[Stored entries]
= = = = = = =
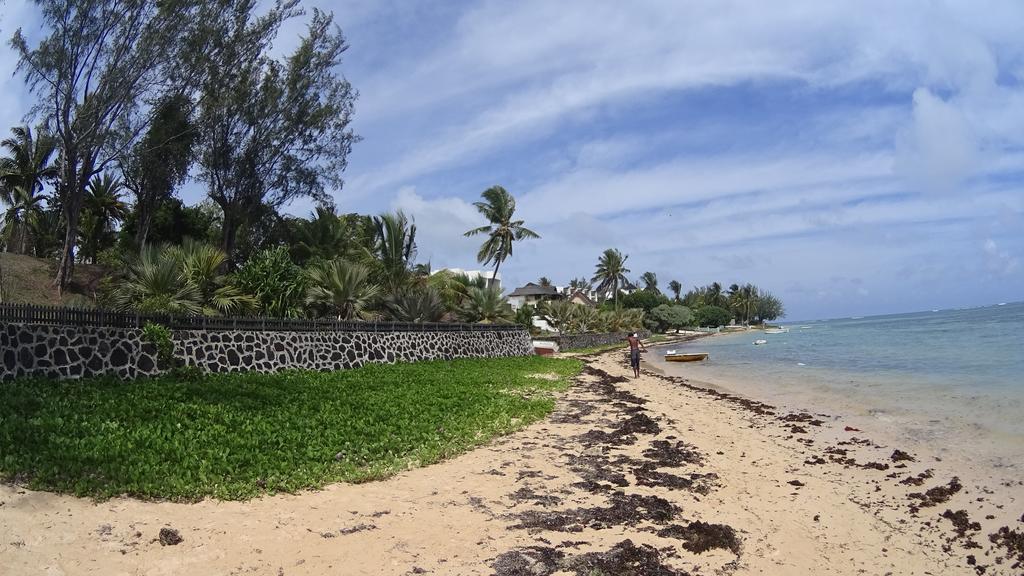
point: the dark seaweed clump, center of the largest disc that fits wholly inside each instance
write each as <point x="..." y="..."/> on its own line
<point x="625" y="559"/>
<point x="1013" y="541"/>
<point x="665" y="454"/>
<point x="624" y="510"/>
<point x="962" y="522"/>
<point x="535" y="561"/>
<point x="647" y="475"/>
<point x="900" y="456"/>
<point x="699" y="537"/>
<point x="916" y="480"/>
<point x="937" y="495"/>
<point x="623" y="434"/>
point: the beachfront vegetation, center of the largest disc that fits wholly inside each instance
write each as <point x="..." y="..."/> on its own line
<point x="499" y="207"/>
<point x="710" y="316"/>
<point x="238" y="436"/>
<point x="747" y="303"/>
<point x="665" y="317"/>
<point x="676" y="288"/>
<point x="610" y="273"/>
<point x="571" y="318"/>
<point x="132" y="97"/>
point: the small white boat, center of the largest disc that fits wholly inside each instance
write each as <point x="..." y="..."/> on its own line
<point x="685" y="357"/>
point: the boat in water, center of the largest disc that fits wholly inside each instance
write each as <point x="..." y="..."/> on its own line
<point x="673" y="356"/>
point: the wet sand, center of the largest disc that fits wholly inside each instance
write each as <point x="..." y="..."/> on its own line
<point x="651" y="476"/>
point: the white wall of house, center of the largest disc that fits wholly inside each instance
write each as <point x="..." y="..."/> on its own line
<point x="474" y="274"/>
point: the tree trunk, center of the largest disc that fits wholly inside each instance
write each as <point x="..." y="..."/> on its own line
<point x="495" y="279"/>
<point x="144" y="221"/>
<point x="229" y="233"/>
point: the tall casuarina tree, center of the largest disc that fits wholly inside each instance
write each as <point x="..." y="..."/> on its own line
<point x="610" y="272"/>
<point x="92" y="69"/>
<point x="499" y="207"/>
<point x="270" y="129"/>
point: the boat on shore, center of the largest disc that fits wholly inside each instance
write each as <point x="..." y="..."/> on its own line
<point x="673" y="356"/>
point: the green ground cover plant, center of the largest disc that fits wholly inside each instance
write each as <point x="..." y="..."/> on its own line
<point x="240" y="436"/>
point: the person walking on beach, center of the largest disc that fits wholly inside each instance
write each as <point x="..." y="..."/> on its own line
<point x="635" y="346"/>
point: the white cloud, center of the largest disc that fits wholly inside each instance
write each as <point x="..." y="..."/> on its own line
<point x="938" y="152"/>
<point x="998" y="261"/>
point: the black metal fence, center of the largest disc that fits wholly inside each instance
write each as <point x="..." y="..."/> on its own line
<point x="31" y="314"/>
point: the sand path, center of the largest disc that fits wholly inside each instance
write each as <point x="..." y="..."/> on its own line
<point x="628" y="477"/>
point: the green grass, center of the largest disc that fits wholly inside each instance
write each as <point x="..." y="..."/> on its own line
<point x="236" y="437"/>
<point x="598" y="350"/>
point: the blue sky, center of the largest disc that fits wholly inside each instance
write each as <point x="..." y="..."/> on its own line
<point x="854" y="158"/>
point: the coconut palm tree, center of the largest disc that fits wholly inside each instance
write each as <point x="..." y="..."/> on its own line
<point x="201" y="264"/>
<point x="580" y="284"/>
<point x="714" y="296"/>
<point x="22" y="175"/>
<point x="610" y="272"/>
<point x="649" y="280"/>
<point x="154" y="283"/>
<point x="394" y="249"/>
<point x="101" y="208"/>
<point x="486" y="305"/>
<point x="323" y="236"/>
<point x="499" y="207"/>
<point x="416" y="304"/>
<point x="183" y="280"/>
<point x="342" y="289"/>
<point x="676" y="288"/>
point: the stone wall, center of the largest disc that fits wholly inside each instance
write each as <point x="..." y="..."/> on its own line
<point x="65" y="352"/>
<point x="576" y="341"/>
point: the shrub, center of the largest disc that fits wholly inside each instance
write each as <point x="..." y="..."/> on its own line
<point x="275" y="282"/>
<point x="160" y="337"/>
<point x="666" y="317"/>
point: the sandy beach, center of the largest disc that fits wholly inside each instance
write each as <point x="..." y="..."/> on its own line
<point x="654" y="476"/>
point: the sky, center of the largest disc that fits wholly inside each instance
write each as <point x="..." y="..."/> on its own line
<point x="853" y="158"/>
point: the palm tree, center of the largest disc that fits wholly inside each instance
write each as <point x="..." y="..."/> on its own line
<point x="714" y="295"/>
<point x="323" y="236"/>
<point x="201" y="264"/>
<point x="580" y="284"/>
<point x="22" y="177"/>
<point x="183" y="280"/>
<point x="154" y="283"/>
<point x="649" y="280"/>
<point x="394" y="248"/>
<point x="102" y="207"/>
<point x="503" y="231"/>
<point x="610" y="272"/>
<point x="676" y="288"/>
<point x="342" y="289"/>
<point x="486" y="305"/>
<point x="417" y="304"/>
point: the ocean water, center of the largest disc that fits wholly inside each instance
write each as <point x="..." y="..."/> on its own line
<point x="952" y="379"/>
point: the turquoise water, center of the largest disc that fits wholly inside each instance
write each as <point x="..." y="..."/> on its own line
<point x="951" y="375"/>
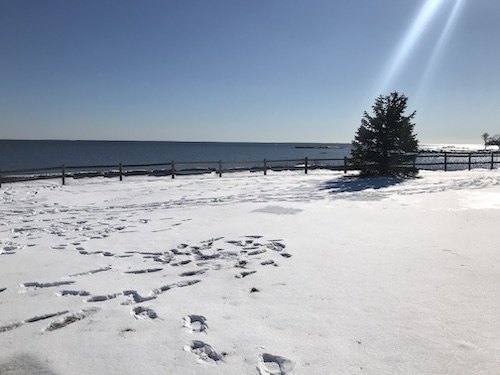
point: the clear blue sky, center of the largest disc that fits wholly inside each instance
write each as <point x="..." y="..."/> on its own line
<point x="234" y="70"/>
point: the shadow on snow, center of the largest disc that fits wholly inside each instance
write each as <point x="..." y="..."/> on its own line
<point x="354" y="184"/>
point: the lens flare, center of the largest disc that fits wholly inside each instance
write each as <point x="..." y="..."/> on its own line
<point x="411" y="38"/>
<point x="439" y="47"/>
= = = = = = =
> Task objective: Give back the data exactly, with no images.

> Output for this task:
point: the dark seaweed clump, center of the largest disc that fits wholly inside each instance
write each as <point x="..." y="..."/> on its own line
<point x="625" y="559"/>
<point x="1013" y="541"/>
<point x="665" y="454"/>
<point x="624" y="510"/>
<point x="962" y="522"/>
<point x="535" y="561"/>
<point x="647" y="475"/>
<point x="900" y="456"/>
<point x="699" y="537"/>
<point x="916" y="480"/>
<point x="937" y="495"/>
<point x="623" y="434"/>
point: the beachfront vegetation, center of the largest disc that fits wholly inside each instance
write each as <point x="..." y="..."/> on its own line
<point x="499" y="207"/>
<point x="710" y="316"/>
<point x="238" y="436"/>
<point x="747" y="303"/>
<point x="665" y="317"/>
<point x="676" y="288"/>
<point x="610" y="273"/>
<point x="571" y="318"/>
<point x="132" y="97"/>
point: the small white boat, center of the largest disc that fits wholly inside each instance
write each as <point x="..." y="..."/> on its own line
<point x="685" y="357"/>
point: the boat in water, center of the largest disc that fits wholly inside each instance
write each as <point x="..." y="..."/> on its own line
<point x="673" y="356"/>
point: the wet sand, center of the largest disc that fits wholly inside each instance
write each as <point x="..." y="..."/> on its own line
<point x="651" y="476"/>
point: the white wall of house, center of the largest disc that fits wholly inside each instance
write each as <point x="..." y="..."/> on its own line
<point x="474" y="274"/>
point: the tree trunk, center of the largest disc that fits wholly inside each instance
write each as <point x="..." y="..."/> on its own line
<point x="495" y="279"/>
<point x="144" y="221"/>
<point x="229" y="233"/>
point: the tall casuarina tree, center of the largest disc that fits wholly inside each instance
write each as <point x="..." y="..."/> on its own line
<point x="610" y="272"/>
<point x="92" y="69"/>
<point x="499" y="207"/>
<point x="270" y="129"/>
point: the boat on shore, center of the largest disc that fits wholly inside each instance
write each as <point x="..." y="..."/> on its own line
<point x="673" y="356"/>
point: the green ground cover plant, center of the largest disc that fits wholly inside each instance
write each as <point x="..." y="..."/> on its own line
<point x="240" y="436"/>
point: the person walking on beach, center of the largest disc that fits wholly inside each instance
write each as <point x="..." y="..."/> on its own line
<point x="635" y="346"/>
point: the white cloud, center of the largest disc that fits wholly inside each instance
write each as <point x="..." y="..."/> on its own line
<point x="938" y="152"/>
<point x="998" y="261"/>
point: the black metal fence, center of the largest disc that fits wholly inside each instance
write each as <point x="..." y="..."/> on its own line
<point x="31" y="314"/>
point: the sand path, center of the largest disc that fits wholly inside each instance
write each as <point x="..." y="..."/> on its own line
<point x="628" y="477"/>
point: the green grass, center of the largest disc that fits wholly inside each instance
write each as <point x="..." y="..."/> on its own line
<point x="236" y="437"/>
<point x="598" y="350"/>
point: the blue sky, center of the largest disc that fits wholly inside each instance
write each as <point x="..." y="..."/> on its own line
<point x="854" y="158"/>
point: the coconut palm tree, center of the largest disc that fits wholly inside each instance
write each as <point x="..." y="..."/> on its own line
<point x="201" y="264"/>
<point x="580" y="284"/>
<point x="714" y="296"/>
<point x="22" y="175"/>
<point x="610" y="272"/>
<point x="649" y="280"/>
<point x="154" y="283"/>
<point x="394" y="249"/>
<point x="101" y="208"/>
<point x="486" y="305"/>
<point x="323" y="236"/>
<point x="499" y="207"/>
<point x="416" y="304"/>
<point x="183" y="280"/>
<point x="342" y="289"/>
<point x="676" y="288"/>
point: the stone wall, center of the largest disc that fits wholly inside each instance
write each as <point x="..." y="..."/> on its own line
<point x="65" y="352"/>
<point x="576" y="341"/>
point: the shrub, center of the largest disc that fits wholly inside each instance
write each as <point x="..." y="..."/> on its own line
<point x="275" y="282"/>
<point x="160" y="337"/>
<point x="666" y="317"/>
point: the sandy beach, center of the largest disc that fits wholly inside each instance
write each as <point x="..." y="..."/> on its own line
<point x="654" y="476"/>
point: the sky, center of the largest disc that fits wholly inside each instance
write each as <point x="..." y="..."/> on its own line
<point x="853" y="158"/>
point: the palm tree, center of the largest disc that fits wholly inside each instance
write each as <point x="..." y="..."/> on its own line
<point x="714" y="295"/>
<point x="323" y="236"/>
<point x="201" y="264"/>
<point x="580" y="284"/>
<point x="22" y="177"/>
<point x="183" y="280"/>
<point x="154" y="283"/>
<point x="649" y="280"/>
<point x="394" y="248"/>
<point x="102" y="207"/>
<point x="503" y="231"/>
<point x="610" y="272"/>
<point x="676" y="288"/>
<point x="342" y="289"/>
<point x="486" y="305"/>
<point x="417" y="304"/>
point: the ocean water, center of the largest disc that fits wholly inside each instance
write each as <point x="..." y="..."/> on its own line
<point x="952" y="379"/>
point: the turquoise water, center of the largest disc that fits wholly inside each instance
write each as <point x="..." y="..."/> on its own line
<point x="951" y="375"/>
point: the clear blue sky, center of the largest disc that fits wholly inside each instance
write each as <point x="..." y="..."/> on its own line
<point x="234" y="70"/>
point: the shadow on snow, center of the largest disc that fits wholly inside each instance
write each as <point x="..." y="..."/> on its own line
<point x="354" y="184"/>
point: the lens flare, center of the largest disc that fits wholly inside each instance
write each as <point x="..." y="..."/> on its own line
<point x="411" y="38"/>
<point x="439" y="47"/>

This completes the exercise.